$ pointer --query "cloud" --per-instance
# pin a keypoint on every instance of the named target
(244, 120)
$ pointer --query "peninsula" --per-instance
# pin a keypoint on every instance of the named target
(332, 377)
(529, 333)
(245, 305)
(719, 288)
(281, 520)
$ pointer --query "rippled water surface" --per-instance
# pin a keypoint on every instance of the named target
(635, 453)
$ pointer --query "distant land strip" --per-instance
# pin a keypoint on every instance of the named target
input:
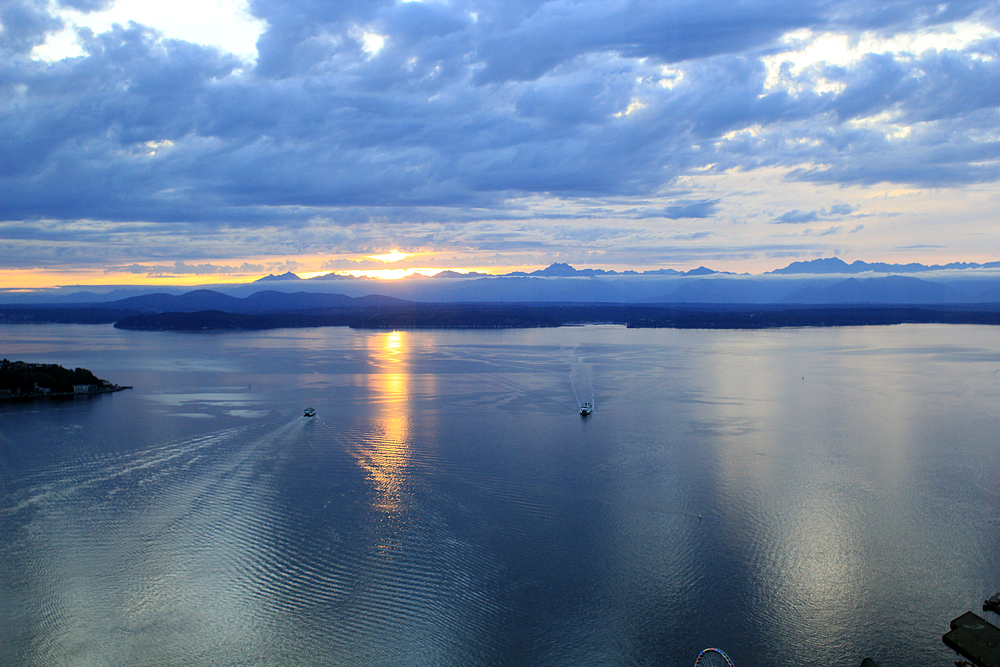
(399, 314)
(520, 316)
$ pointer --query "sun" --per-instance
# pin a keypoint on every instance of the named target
(393, 256)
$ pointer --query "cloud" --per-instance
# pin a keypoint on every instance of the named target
(469, 110)
(184, 269)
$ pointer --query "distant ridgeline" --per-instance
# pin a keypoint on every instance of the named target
(20, 380)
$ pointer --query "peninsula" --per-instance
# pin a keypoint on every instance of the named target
(23, 381)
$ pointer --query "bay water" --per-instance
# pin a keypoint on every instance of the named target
(794, 497)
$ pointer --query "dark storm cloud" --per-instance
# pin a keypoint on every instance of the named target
(472, 105)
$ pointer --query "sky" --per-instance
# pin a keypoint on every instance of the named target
(218, 141)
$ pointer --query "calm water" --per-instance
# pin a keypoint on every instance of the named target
(797, 497)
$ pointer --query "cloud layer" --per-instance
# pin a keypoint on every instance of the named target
(479, 126)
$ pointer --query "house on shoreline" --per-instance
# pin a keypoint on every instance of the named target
(22, 381)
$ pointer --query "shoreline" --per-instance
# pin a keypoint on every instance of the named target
(15, 398)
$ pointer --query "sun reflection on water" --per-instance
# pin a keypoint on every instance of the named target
++++
## WORK INSTRUCTIONS
Transcribe every record above exactly, leaving out the pictures.

## EXERCISE SOLUTION
$ pointer --query "cloud" --per-instance
# pin a keypoint on every instance of the named target
(244, 120)
$ pointer --query "peninsula" --per-instance
# pin a keypoint on every instance of the named target
(332, 377)
(529, 333)
(245, 305)
(719, 288)
(281, 520)
$ pointer --query "rippled water surface" --per-instance
# pin a keypoint on every instance of the named target
(635, 453)
$ pointer --query "distant land strip" --per-instance
# pin a keypoint on every instance of the named target
input:
(399, 314)
(520, 316)
$ pointer --query "sun" --per-instance
# pin a keypoint on every instance of the named target
(393, 256)
$ pointer --query "cloud" --per-instance
# pin a keypoint on every instance of the named target
(469, 110)
(184, 269)
$ pointer --query "distant ridgeline" --per-instance
# pin a keypoint on every instance of the named target
(20, 380)
$ pointer --query "peninsula" --per-instance
# pin a keypoint on every instance of the named target
(23, 381)
$ pointer --query "bay water" --per-instance
# pin a keypoint on every instance of the named target
(794, 497)
$ pointer --query "dark storm cloud" --per-instance
# pin a keypoint on every instance of the named target
(472, 105)
$ pointer --query "sky" --per-instance
# pin a keypoint on every instance of the named target
(218, 141)
$ pointer --query "calm water" --per-instance
# pin a keypoint on every instance of the named target
(797, 497)
$ pointer --query "cloud layer" --per-instance
# pin a keypoint on every instance of the named target
(479, 126)
$ pointer --query "house on shoreline" --per-instance
# pin a keypoint on every instance of the named target
(22, 381)
$ pointer --query "shoreline" --per-instance
# pin a keypoint on every instance of the named target
(15, 398)
$ pointer --query "sun reflection on water" --per-instance
# pin a keypoint on every instance of the named target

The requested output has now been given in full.